* DIRECTIONS *
Retype, without alteration, each line from the line containing "Target: wooden window frame" to the final line of the records.

---

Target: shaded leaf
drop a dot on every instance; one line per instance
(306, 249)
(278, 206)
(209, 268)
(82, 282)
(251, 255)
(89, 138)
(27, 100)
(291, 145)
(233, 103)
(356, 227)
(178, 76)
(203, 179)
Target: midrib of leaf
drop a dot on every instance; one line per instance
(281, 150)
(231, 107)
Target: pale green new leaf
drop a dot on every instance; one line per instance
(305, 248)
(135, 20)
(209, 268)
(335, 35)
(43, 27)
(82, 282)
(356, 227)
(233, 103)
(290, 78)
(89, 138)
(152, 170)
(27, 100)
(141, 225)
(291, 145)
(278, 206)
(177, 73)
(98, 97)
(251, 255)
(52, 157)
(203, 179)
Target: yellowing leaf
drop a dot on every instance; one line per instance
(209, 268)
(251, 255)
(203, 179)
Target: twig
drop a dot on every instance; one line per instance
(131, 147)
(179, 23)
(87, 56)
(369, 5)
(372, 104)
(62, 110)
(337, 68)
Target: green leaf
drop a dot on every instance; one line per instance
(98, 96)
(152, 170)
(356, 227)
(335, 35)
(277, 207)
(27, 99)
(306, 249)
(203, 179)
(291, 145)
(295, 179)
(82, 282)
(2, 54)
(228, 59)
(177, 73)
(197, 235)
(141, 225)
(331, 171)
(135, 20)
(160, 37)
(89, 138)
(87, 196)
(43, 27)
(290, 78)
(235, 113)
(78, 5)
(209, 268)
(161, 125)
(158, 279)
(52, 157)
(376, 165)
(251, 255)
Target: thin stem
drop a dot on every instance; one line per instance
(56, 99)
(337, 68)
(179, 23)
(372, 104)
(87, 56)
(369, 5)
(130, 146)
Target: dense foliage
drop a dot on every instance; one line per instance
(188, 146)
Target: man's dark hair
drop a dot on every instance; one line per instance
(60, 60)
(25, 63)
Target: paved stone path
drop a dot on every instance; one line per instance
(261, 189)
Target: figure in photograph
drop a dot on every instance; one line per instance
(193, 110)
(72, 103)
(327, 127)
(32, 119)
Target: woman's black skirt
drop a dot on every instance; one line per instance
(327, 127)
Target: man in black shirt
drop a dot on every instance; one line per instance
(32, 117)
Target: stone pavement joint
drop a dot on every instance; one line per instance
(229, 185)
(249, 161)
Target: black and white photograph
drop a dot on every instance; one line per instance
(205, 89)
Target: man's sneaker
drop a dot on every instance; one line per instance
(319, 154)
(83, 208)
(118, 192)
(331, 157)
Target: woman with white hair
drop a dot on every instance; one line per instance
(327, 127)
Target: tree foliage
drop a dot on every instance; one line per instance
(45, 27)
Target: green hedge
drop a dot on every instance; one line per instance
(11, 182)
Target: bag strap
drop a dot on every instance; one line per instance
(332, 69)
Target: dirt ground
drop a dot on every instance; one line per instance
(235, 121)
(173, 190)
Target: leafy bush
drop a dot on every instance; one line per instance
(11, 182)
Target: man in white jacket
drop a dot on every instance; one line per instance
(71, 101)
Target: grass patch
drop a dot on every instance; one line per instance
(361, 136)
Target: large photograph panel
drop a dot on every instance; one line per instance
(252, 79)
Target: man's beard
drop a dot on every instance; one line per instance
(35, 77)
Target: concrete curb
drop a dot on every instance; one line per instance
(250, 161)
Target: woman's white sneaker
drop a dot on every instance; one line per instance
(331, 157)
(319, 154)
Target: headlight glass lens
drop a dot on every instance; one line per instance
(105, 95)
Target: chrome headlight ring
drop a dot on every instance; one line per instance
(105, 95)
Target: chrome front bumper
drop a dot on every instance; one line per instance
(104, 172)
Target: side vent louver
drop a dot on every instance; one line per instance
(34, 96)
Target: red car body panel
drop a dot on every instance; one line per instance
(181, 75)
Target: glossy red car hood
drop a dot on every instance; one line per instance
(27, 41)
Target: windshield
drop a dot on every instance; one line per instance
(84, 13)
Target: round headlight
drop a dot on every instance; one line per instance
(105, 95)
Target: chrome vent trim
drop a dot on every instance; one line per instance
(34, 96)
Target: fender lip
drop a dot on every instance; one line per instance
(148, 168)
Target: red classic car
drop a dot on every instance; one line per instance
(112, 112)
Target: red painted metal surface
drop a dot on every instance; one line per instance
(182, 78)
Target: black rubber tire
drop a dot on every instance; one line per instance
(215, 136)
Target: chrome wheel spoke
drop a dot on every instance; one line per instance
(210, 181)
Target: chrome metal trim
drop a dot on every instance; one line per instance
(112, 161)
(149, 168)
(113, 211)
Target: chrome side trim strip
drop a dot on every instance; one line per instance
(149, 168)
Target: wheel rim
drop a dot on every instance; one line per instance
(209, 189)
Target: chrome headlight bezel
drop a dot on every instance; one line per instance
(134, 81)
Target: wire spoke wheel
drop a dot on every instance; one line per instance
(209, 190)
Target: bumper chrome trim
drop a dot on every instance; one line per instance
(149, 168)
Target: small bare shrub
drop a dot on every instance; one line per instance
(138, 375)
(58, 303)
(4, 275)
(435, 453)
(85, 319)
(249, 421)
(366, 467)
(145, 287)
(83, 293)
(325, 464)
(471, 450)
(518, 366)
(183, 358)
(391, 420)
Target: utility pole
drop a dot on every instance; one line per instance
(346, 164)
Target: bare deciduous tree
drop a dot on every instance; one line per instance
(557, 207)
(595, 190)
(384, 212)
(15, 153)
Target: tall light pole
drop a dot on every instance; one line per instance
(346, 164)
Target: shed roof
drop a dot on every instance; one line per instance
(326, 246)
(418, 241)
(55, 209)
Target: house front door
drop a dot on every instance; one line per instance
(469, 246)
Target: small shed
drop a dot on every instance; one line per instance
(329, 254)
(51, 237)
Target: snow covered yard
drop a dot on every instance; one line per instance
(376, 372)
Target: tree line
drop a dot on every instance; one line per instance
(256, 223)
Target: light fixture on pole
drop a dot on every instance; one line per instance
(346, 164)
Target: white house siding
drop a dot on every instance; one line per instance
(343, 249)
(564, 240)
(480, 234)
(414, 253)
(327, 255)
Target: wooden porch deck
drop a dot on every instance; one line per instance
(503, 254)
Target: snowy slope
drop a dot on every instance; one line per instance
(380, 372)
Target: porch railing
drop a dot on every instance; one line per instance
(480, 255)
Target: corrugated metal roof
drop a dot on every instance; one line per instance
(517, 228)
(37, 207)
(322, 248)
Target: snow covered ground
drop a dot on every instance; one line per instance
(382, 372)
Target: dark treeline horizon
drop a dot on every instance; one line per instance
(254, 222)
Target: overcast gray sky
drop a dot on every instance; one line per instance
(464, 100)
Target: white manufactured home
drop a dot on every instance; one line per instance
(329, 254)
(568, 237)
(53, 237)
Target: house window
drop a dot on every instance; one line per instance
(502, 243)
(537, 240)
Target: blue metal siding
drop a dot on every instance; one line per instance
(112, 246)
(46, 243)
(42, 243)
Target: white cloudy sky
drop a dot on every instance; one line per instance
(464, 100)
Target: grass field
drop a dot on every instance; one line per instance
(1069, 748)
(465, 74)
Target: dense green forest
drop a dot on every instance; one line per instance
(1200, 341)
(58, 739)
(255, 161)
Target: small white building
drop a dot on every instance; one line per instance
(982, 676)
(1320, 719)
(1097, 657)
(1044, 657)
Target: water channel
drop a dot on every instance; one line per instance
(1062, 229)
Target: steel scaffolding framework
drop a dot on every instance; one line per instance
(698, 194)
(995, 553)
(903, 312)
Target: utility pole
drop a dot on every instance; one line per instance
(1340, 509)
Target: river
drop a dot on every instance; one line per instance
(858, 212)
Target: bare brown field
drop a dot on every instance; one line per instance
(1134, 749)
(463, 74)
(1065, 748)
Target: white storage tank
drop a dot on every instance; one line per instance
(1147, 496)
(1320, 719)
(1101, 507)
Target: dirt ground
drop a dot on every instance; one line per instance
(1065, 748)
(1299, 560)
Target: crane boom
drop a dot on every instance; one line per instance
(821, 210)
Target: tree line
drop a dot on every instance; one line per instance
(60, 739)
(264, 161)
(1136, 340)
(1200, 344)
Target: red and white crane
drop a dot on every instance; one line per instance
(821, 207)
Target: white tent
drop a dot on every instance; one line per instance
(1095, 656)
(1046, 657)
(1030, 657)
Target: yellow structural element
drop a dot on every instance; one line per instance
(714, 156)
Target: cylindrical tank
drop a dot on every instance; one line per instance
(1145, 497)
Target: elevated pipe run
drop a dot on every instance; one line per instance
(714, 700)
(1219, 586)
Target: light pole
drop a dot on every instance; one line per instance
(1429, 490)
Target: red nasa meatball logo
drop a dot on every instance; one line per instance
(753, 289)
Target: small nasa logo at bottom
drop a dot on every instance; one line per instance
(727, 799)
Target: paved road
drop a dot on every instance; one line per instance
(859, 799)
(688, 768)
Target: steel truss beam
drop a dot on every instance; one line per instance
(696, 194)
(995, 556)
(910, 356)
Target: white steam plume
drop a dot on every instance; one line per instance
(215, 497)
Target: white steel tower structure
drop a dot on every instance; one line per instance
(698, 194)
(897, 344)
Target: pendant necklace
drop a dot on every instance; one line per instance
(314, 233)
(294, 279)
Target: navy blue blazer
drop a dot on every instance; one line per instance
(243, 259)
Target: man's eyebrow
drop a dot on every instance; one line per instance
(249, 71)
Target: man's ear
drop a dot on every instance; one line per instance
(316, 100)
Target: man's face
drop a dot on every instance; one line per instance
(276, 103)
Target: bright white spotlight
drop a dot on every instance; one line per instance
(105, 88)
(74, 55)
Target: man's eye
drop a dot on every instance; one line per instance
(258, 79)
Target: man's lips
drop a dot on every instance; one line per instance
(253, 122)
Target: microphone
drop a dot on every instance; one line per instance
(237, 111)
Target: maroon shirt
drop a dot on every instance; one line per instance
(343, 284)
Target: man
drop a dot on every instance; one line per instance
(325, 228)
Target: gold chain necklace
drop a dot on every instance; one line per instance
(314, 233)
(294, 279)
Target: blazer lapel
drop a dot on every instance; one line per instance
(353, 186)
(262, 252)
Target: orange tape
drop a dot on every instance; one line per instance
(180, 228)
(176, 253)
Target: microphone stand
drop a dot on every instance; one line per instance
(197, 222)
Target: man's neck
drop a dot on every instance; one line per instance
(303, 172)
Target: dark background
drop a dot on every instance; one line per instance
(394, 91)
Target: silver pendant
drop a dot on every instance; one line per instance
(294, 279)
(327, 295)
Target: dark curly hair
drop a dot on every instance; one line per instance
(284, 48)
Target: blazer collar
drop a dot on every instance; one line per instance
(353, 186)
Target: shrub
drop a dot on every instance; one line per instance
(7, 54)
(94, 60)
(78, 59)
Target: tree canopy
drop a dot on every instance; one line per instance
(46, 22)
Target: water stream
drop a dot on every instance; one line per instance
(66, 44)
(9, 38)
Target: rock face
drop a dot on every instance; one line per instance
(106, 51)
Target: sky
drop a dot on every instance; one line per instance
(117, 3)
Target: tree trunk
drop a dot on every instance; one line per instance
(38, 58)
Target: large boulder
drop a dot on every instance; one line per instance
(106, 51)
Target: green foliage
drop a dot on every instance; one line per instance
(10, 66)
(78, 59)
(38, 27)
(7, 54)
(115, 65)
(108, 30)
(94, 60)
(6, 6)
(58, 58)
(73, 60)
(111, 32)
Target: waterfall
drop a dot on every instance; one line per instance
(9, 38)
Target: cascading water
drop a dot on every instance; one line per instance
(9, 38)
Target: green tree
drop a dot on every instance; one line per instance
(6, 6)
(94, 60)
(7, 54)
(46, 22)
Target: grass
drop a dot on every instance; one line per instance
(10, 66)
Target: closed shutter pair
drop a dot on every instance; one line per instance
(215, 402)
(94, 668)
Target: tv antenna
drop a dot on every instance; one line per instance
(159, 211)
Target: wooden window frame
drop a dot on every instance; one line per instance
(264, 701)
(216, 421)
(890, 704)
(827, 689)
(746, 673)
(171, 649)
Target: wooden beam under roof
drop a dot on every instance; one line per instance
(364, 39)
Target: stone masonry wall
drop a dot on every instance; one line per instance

---

* EXERCISE RESULT *
Target: wooden window frame
drop a dot on every instance; one line per instance
(264, 701)
(216, 421)
(890, 704)
(827, 689)
(746, 673)
(171, 649)
Target: wooden beam under roof
drop a dot on every instance; one line per instance
(364, 39)
Target: stone masonry wall
drop a dot on every instance; one line per instance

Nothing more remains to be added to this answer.